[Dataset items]
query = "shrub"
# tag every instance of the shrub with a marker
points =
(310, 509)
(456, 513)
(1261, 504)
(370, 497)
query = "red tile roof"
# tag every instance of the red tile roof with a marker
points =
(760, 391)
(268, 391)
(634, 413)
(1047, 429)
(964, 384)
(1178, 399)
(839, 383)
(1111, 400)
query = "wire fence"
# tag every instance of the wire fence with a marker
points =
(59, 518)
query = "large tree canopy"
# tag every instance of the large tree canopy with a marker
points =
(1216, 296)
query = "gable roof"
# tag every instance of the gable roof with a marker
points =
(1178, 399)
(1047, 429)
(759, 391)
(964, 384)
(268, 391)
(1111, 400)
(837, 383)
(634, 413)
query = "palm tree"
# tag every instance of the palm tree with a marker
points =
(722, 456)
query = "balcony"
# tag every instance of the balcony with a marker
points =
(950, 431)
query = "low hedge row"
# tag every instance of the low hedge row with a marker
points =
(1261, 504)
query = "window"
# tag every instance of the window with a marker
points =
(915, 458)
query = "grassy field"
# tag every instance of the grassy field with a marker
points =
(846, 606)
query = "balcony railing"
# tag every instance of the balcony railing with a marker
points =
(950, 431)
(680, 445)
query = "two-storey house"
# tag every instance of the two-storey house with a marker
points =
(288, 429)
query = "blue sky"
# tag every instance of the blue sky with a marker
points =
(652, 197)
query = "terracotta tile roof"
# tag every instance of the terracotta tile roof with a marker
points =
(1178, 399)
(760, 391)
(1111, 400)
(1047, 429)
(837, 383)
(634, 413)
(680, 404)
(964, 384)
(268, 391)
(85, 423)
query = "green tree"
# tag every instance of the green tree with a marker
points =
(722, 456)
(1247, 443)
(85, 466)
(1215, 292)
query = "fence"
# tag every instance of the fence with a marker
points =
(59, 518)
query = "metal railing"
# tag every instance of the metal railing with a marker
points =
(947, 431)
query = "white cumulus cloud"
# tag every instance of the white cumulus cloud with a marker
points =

■ Task prompt ■
Duplicate every line of the listing above without changing anything.

■ Result for this task ■
query = "shrub"
# tag every instance of the shrub with a marker
points =
(310, 509)
(456, 513)
(1261, 504)
(370, 497)
query = "red tile roof"
# tag every instance of the red tile roof with a marker
points =
(760, 391)
(268, 391)
(634, 413)
(1047, 429)
(964, 384)
(1178, 399)
(839, 383)
(1111, 400)
query = "wire fence"
# tag every instance of the wire fence with a marker
points =
(59, 518)
query = "large tree canopy"
# tag every instance of the large tree canopy with a marker
points =
(1216, 296)
query = "gable roof"
# tag every instance of the gable roof with a marker
points =
(1178, 399)
(1047, 429)
(759, 391)
(964, 384)
(268, 391)
(1111, 400)
(837, 383)
(634, 413)
query = "palm tree"
# tag every instance of the palm tree with a marker
points =
(722, 456)
query = "balcony"
# tag every instance of the balcony with a marker
points =
(950, 431)
query = "low hedge row"
# tag every instance of the low hedge row with a marker
points =
(1261, 504)
query = "window"
# tag every instance of the window with a marker
points =
(915, 458)
query = "grassy field"
# tag every instance of the grassy field with a marker
points =
(846, 606)
query = "balcony railing"
# tag every instance of the balcony railing with a marker
points =
(950, 431)
(680, 445)
query = "two-storey house"
# tag every instance of the two-storey house with a marker
points =
(288, 429)
query = "blue sky"
# tag every instance of the blue sky with a marker
points =
(652, 197)
query = "terracotta tile roof"
# tag every instance of the terracotta tile roof with a marker
points =
(1178, 399)
(760, 391)
(1111, 400)
(1047, 429)
(837, 383)
(634, 413)
(680, 404)
(964, 384)
(268, 391)
(85, 423)
query = "green tree"
# tag every instance of the green tree with a marker
points =
(722, 456)
(1247, 443)
(85, 466)
(1215, 292)
query = "fence"
# tag every instance of the fence with a marker
points =
(59, 518)
query = "metal railing"
# tag every instance of the metal railing with a marker
points =
(947, 431)
query = "white cumulus cloud"
# tag every instance of the white cumulus cloud with a marker
points =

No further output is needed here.